> **Textauszug**:

§

Im ursprünglichen Plan wollte ich nach Kaunas zwei Tage Ostseestrand anschließen. Doch wie das Leben so spielt, sollen die kommenden Tage etwas regnerisch werden und da ich doch mobil und flexibel bin, muss ich es ja nicht erzwingen. Also Ringelreise einfach umgekehrt und auf in's Landesinnere.
Nördlich von Vilnius hielt ich zum ersten Mal an. Genau an dieser Stelle, wo behaupten zumindest viele Kartographen, befindet sich der geografische Mittelpunkt Europas. 54°54' nördlicher Breite und 25°19' östlicher Länge ist also das Zentrum unseres Heimat-Kontinents - wow. Da der Stein, welcher genau auf diesen Koordinaten liegt, offenbar nicht ansprechend genug war, errichtete man gleich daneben noch ein pompöseres Denkmal. Das steht genau auf dem Gipfel einer alten heidnischen Opferstätte... Zufälle gibt's... 😉 Rings um den Platz herum feiert sich die litauische Elite übrigens selbst auf dem Golfplatz.



Alles gesehen - weiter geht's, nach Puntukas. Hier liegt der wohl berühmteste der knapp 150 riesigen Findlinge auf litauischem Territorium. Um den Teufelsstein rankt sich die Sage, dass der Teufel damit den Bau einer Kirche verhindern wollte. Er schleppte den Stein und wollte ihn gerade zur Baustelle hin werfen, da krähte ein Hahn. Der Teufel erschrak sich quasi zu Tode, ließ den Stein fallen und platzte unter seinem Gewicht 👹.
1943 wurde hier ein Denkmal für berühmte litauische Piloten, die beim Versuch der Atlantiküberquerung leider tödlich kurz vor ihrem Ziel verunglückten.
Unweit entfernt vom Teufelsstein steht eine heilige Eiche. Dem baltischen Volke war der Wald stets heilig. Speziell Eichen, die über 1000 Jahre alt werden können und für Robustheit und guten Heizwert stehen würden verehrt. Auch wenn hier heute den alten Göttern keine Opfer mehr erbracht werden, so werden wenigstens die Bäume weiterhin gehegt und gepflegt. Scheint doch nicht alles alte Brauchtum verloren gegangen zu sein.
Fun fact direkt von der Straße: Heute habe ich ganz offiziell, mit über 30 Jahren, mitten in Litauen, meinen allerersten polizeilichen Alkoholtest absolviert. Das scheint am Samstag Mittag um 12.30 Uhr auf der Landstraße in der Pampa eine ganz normale Sache zu sein. Da werden alle vorbei fahrenden Autos kurz rechts ran gewunken und nacheinander darf jeder mal pusten. Natürlich 0,0 - gute Weiterfahrt.
Letzter Zwischenstopp für heute war das Freilichtmuseum in Kleboniškiai. Hier taucht man in die ländliche Welt des 19. Jh. ein. Neben den Wohnbereichen sind auch viele alte Gerätschaften und Handarbeit ausgestellt.

§

> **Übungsmaterial**:
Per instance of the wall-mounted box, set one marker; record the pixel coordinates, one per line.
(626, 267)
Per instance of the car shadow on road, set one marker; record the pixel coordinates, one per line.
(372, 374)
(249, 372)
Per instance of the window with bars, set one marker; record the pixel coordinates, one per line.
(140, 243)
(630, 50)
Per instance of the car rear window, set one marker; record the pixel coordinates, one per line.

§

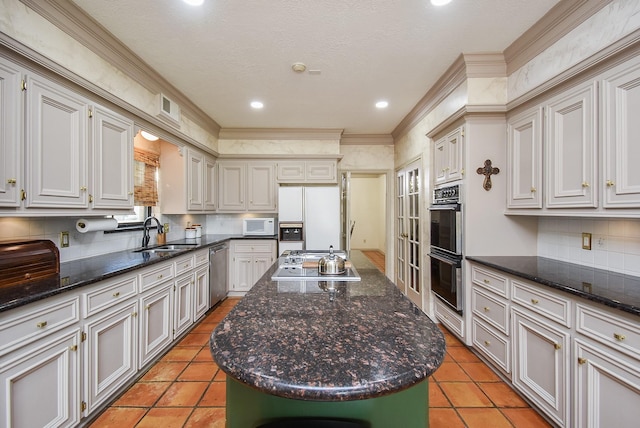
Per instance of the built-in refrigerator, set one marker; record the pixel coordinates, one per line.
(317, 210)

§

> **Übungsaufgaben**:
1: Suchen Sie aus den Einträgen jede Zeile heraus, in der das Wort „line“ vorkommt. Groß- und Kleinschreibung ist dabei zu beachten.
2: Führen Sie den Reisebericht über Litauen im Anschluss an seinen letzten Satz weiter.

> **Lösungen je Aufgabe**:
1:
Per instance of the wall-mounted box, set one marker; record the pixel coordinates, one per line.
Per instance of the car shadow on road, set one marker; record the pixel coordinates, one per line.
Per instance of the window with bars, set one marker; record the pixel coordinates, one per line.
Per instance of the car rear window, set one marker; record the pixel coordinates, one per line.
Per instance of the built-in refrigerator, set one marker; record the pixel coordinates, one per line.

2:
Die Gerüche von Scheune und Geräteschuppen sind mir aus meiner Kindheit bei meinen Großeltern noch sehr vertraut und haben sofort schöne Erinnerungen geweckt. Obwohl auch eine meiner Kommoden noch sehr lang nach ähnlichem Schmierfett roch 😅









Ich wollte schon weiter düsen, da lockte mich ein Schild zu sich. Darauf war ein Hügelgrab ausgeschrieben, was ich mir nun wirklich nicht entgehen lassen wollte. Die Legende zum Hügel sagt, dass darauf eine Festungsanlage stand, man fand auch Tonscherben, die auf Besiedelung schließen lassen. Als dann aber damit begonnen werden sollte, den Hügel unzugraben, um zu schauen, was er noch alles verbarg, hatte der Ausgrabungsleiter einen Traum: würde man eine Taube finden, so würden alle Bewohner der angrenzenden Siedlung für alle weiteren Generationen in Glück und Wohlstand leben. Würde man aber einen schwarzen Raben finden, so hätten sie Pech für immer und würden von fortan das Ungemacht anziehen. Aus Angst vor dem Ergebnis weigerte sich der Leiter weiter zu graben und wies auch seine Mitarbeiter an, die Schaufeln sinken zu lassen. Einige von ihnen waren jedoch nicht so abergläubig und gruben weiter. Doch egal wie viel sie tagsüber aushoben, über Nacht füllten sich die Gruben wieder - als Strafe für ihre Ungläubigkeit. Fakt ist: es hat bis heute keiner wieder weitergegraben und niemand weiß, was dieser Hügel verbirgt.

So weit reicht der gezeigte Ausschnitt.